(Problem to solve) For every line below, restate it exactly and drop the images.

(Referring expression data)
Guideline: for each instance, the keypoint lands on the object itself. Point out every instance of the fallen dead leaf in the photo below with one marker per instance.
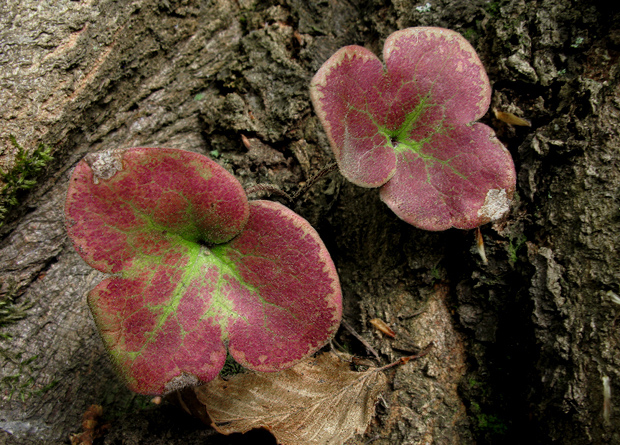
(318, 401)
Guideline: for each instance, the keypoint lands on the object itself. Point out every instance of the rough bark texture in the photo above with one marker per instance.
(522, 345)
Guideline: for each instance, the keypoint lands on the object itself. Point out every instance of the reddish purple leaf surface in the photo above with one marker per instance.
(409, 127)
(197, 269)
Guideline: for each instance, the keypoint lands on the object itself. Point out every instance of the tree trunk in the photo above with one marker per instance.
(523, 346)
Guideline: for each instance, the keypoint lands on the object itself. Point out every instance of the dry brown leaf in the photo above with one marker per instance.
(318, 401)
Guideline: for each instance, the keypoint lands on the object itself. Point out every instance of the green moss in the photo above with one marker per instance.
(23, 176)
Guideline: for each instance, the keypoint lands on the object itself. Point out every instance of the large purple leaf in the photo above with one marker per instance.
(410, 127)
(198, 268)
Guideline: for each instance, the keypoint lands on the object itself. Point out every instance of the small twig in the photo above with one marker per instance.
(403, 360)
(349, 328)
(321, 173)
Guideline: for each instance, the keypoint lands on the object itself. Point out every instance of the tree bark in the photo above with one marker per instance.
(523, 346)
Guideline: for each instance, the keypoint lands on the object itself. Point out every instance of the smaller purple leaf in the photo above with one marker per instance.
(410, 128)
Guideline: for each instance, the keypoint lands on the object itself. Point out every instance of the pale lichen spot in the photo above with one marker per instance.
(105, 164)
(496, 204)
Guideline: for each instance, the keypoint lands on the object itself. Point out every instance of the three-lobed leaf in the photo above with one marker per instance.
(197, 269)
(410, 128)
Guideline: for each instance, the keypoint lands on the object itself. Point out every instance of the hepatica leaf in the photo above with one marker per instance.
(197, 269)
(409, 128)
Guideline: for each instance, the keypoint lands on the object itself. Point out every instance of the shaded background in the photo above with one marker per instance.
(522, 345)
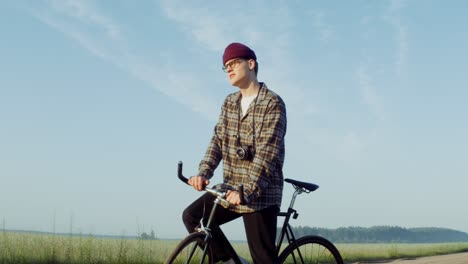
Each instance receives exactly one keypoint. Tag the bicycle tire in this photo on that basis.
(311, 249)
(190, 251)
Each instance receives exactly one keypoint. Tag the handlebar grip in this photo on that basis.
(179, 173)
(241, 194)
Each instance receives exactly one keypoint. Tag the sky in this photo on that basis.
(99, 101)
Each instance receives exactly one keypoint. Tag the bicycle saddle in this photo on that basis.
(310, 187)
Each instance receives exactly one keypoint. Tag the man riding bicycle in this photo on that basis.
(249, 139)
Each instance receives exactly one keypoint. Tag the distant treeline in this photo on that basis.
(384, 234)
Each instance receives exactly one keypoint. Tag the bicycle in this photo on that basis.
(195, 248)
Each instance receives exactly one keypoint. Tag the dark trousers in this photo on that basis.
(260, 228)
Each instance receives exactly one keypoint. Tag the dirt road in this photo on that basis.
(459, 258)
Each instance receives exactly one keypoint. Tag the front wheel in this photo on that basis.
(191, 250)
(311, 249)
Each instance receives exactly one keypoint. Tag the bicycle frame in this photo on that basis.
(286, 230)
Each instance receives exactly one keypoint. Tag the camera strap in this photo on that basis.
(253, 120)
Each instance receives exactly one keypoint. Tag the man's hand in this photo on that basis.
(233, 197)
(198, 182)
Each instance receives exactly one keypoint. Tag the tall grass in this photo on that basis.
(25, 248)
(369, 252)
(36, 248)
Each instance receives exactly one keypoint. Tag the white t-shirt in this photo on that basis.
(245, 103)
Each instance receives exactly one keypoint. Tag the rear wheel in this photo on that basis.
(311, 249)
(191, 251)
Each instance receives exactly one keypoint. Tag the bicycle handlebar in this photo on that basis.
(210, 190)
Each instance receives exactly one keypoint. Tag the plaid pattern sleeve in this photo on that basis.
(262, 127)
(213, 154)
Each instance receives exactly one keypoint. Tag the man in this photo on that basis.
(249, 139)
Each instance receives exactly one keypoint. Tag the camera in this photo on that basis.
(245, 153)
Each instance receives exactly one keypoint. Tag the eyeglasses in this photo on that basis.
(233, 64)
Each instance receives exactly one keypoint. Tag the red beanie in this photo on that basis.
(238, 50)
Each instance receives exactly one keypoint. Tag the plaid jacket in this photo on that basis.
(262, 177)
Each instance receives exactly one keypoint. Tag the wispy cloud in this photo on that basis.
(102, 36)
(368, 92)
(321, 25)
(401, 34)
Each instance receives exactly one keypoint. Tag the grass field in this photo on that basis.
(24, 248)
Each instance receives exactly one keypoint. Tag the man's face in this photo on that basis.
(237, 70)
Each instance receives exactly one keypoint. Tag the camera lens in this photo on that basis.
(241, 153)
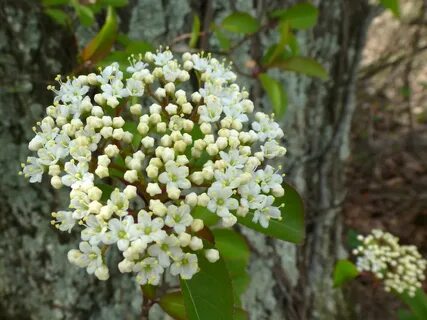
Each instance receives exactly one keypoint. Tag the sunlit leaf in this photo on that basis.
(204, 214)
(304, 65)
(344, 271)
(101, 44)
(195, 31)
(291, 227)
(173, 304)
(275, 93)
(299, 16)
(392, 5)
(240, 22)
(209, 294)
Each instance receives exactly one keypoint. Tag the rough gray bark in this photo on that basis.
(289, 282)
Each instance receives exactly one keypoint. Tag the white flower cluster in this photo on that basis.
(400, 267)
(161, 152)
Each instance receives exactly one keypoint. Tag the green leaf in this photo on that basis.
(240, 22)
(392, 5)
(278, 49)
(275, 93)
(59, 16)
(417, 304)
(54, 2)
(403, 314)
(195, 31)
(345, 271)
(304, 65)
(173, 304)
(209, 294)
(223, 41)
(299, 16)
(101, 44)
(234, 248)
(204, 214)
(291, 227)
(240, 314)
(85, 15)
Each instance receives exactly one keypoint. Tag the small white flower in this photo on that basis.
(179, 218)
(185, 266)
(221, 200)
(149, 271)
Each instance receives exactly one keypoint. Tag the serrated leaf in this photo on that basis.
(417, 304)
(173, 304)
(59, 16)
(291, 228)
(392, 5)
(240, 22)
(234, 248)
(101, 44)
(344, 271)
(275, 93)
(195, 31)
(209, 294)
(304, 65)
(299, 16)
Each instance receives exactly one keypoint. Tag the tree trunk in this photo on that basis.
(288, 282)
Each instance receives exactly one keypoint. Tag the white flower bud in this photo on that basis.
(152, 171)
(160, 93)
(102, 172)
(184, 239)
(196, 244)
(94, 193)
(136, 109)
(187, 108)
(125, 265)
(212, 255)
(130, 192)
(197, 225)
(118, 134)
(212, 149)
(131, 176)
(191, 199)
(229, 221)
(56, 182)
(106, 132)
(106, 212)
(147, 142)
(158, 207)
(118, 122)
(54, 170)
(203, 199)
(170, 87)
(153, 189)
(95, 207)
(102, 273)
(111, 150)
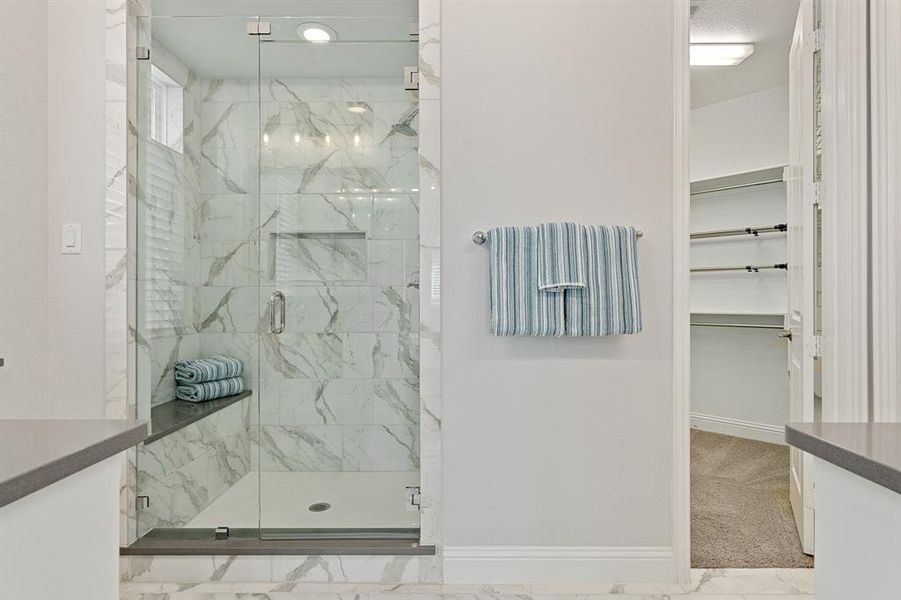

(Solution to this problem)
Guideline: for each instance, the keypoint lands on the object itself. Point out every instance of the fallen dead leaf in the photo below with one marker per instance.
(318, 401)
Guideline: for each instance, the keypoint lands on the object itself. Point out every instance of the rough bark texture in the photo above with one marker per instance.
(522, 345)
Guideline: for each instance, the keypoint lands on the object itself. Point out every instance of the reddish purple leaf surface in the photo above with one marker per instance.
(409, 127)
(197, 269)
Guideline: for each instance, the keypoint lands on the object itself. Point out every instance of the tree trunk in the photo above with one marker per instance.
(523, 346)
Guideline: for each instance, the keypoint lands on the object itself. Point out every instance of the dry brown leaf in the photo above with one marker per instance.
(318, 401)
Guideline: for each instance, the keypoint lands on the object itself. Point out every instance of the green moss in the photo above with one marker per instance.
(23, 176)
Guideline: for each instance, the keypoint lands on the object itself. Point out every instance of the large purple leaf in the photo above with one marker per instance.
(410, 127)
(198, 268)
Guideline: for each instance, the keypoint lands on the object itself. Point out every instance of the small twig in the photo above with one marker per instance.
(403, 360)
(349, 328)
(321, 173)
Guideline: for each instance, the keypoint lands on the object itself. Point out every instance of the tree bark in the photo above with one marker per instance.
(523, 346)
Guideline: for each instance, the keypoint lands on the object itself. Point out every instance of the smaller purple leaf in the photo above with one marker per instance.
(410, 128)
Guideline: for each instance, the keypoint lands on the object itself. Point out every instance of the pale lichen spot in the photo above with one marker per instance.
(105, 164)
(496, 204)
Guideline: for each instance, the keypoint lands on the object itself. Point out every instance of the three-lobed leaf in the photo above with one marker per instance.
(197, 269)
(410, 128)
Guideline: for each instance, the keypoint lands on the object itself. Point out every instance of the hepatica leaf in the photo above with one marker per instance.
(197, 269)
(409, 128)
Guideline: for each instance, the keypoint lands on the object itself. Point out every instance of the shaded background in the photo above with one marker per instance.
(522, 345)
Each instance receives exactly one keypoint. Tag the bicycle tire in this photo on that basis.
(311, 249)
(190, 251)
Each instance receives exactly one keypoint. Tag the handlebar grip in this photo on that basis.
(179, 173)
(241, 194)
Each instance receives exactly one keypoint. Tag the sky in this photo on that basis.
(99, 101)
Each instance receives exactly one keypoint. Tag the bicycle saddle in this photo on that basis.
(310, 187)
Each instance receives exactly one keypoint. Tag the man riding bicycle in this photo on that basis.
(249, 139)
Each instance receives exactly one keypoint. Tag the distant treeline in this photo on that basis.
(384, 234)
Each instance receives exactly one keypoint. Tag the bicycle in this photo on that basis.
(195, 248)
Each instance receives exactly one keypoint. Tag the dark trousers in this photo on that basis.
(260, 228)
Each instance receives exactly one keypoint. Tag the dirt road in this photo on that basis.
(459, 258)
Each instance receives exactly one keypoint. Tag the front wheel in this photo on that basis.
(191, 250)
(311, 249)
Each instance receives exactly one keypoint. Tag the bicycle frame in this photo on that basis.
(286, 230)
Each instance receives exactly one keypoint. Tag the camera strap in this photo on that basis.
(253, 120)
Each instance receives exactly one keypoint. Tag the man's hand in this photo on that basis.
(233, 197)
(198, 182)
Each instance receives exactly one keypoint. Tag the tall grass in this photo on that basis.
(25, 248)
(369, 252)
(36, 248)
Each instance receives exactly one keypoint. Tag the white t-shirt in this photo on that basis.
(245, 103)
Each instance receives exactly one keypoint. Tag the rear wheel in this photo on that basis.
(311, 249)
(191, 251)
Each instance receives exactly one keypoint. Tag the bicycle handlebar in this photo on that basis.
(210, 190)
Each instance receives exactly one keypoint. Tag the plaid pattern sleeve in this photo on that basis.
(262, 127)
(213, 154)
Each instance receives exactly one keypoint. Tag the man in this photo on that basis.
(249, 139)
Each instance receives exactly one keypoint. Tag the camera in this photo on that basis.
(245, 153)
Each instance receives exactly one keypoint. Tag the eyeglasses in this photo on that basis.
(233, 64)
Each instance receives exactly one keypoint. Tag the red beanie in this photo on that basis.
(238, 50)
Each instance receives exactly one keypoint. Tag the plaid jacket in this photo on that basis.
(262, 177)
Each instance receives exactly one keypoint. Tag the wispy cloud in this photo on that basis.
(102, 36)
(368, 92)
(321, 25)
(401, 34)
Each instance receives exactly one keypoint. Tag the grass field in this photo on that basis.
(24, 248)
Each instance receives exactly one keypoint. Tag the man's face in this photo on that basis.
(237, 70)
Each instance receives exactly one keypoint. Tag the camera lens in this photo on that basis.
(241, 153)
Each instance receives exactly one keypoint. Tag the sunlit leaf in this photo on that basis.
(204, 214)
(304, 65)
(344, 271)
(101, 44)
(195, 31)
(291, 227)
(173, 304)
(275, 93)
(299, 16)
(392, 5)
(240, 22)
(209, 294)
Each instance receives exactly one keypoint. Tag the rough gray bark in this photo on that basis.
(289, 282)
Each instance receives exactly one keypoint. Tag the white flower cluster in this photo on that basis.
(400, 267)
(161, 152)
Each instance receives exactly one keypoint. Tag the green leaf in this photo on that basis.
(240, 22)
(392, 5)
(278, 49)
(275, 93)
(59, 16)
(417, 304)
(54, 2)
(403, 314)
(195, 31)
(345, 271)
(304, 65)
(173, 304)
(209, 294)
(223, 41)
(299, 16)
(101, 44)
(234, 248)
(204, 214)
(291, 227)
(240, 314)
(85, 15)
Each instance receives exactly one keypoint. Tag the small white flower in this photo on that basis.
(179, 218)
(185, 266)
(221, 200)
(149, 271)
Each instance receives exactly one keypoint. Tag the serrated leaf in this photo on that basis.
(417, 304)
(173, 304)
(59, 16)
(291, 228)
(392, 5)
(240, 22)
(234, 248)
(101, 44)
(344, 271)
(275, 93)
(195, 31)
(209, 294)
(304, 65)
(299, 16)
Each instance receives exactly one keypoint. Tag the tree trunk in this photo on that basis.
(288, 282)
Each instance receives exactly one keypoint. Tag the white flower bud in this photo on that basis.
(152, 171)
(160, 93)
(102, 172)
(184, 239)
(196, 244)
(94, 193)
(136, 109)
(187, 108)
(125, 265)
(212, 255)
(130, 192)
(197, 225)
(118, 134)
(212, 149)
(131, 176)
(191, 199)
(229, 221)
(56, 182)
(106, 132)
(106, 212)
(147, 142)
(158, 207)
(118, 122)
(54, 170)
(203, 199)
(170, 87)
(153, 189)
(95, 207)
(102, 273)
(111, 150)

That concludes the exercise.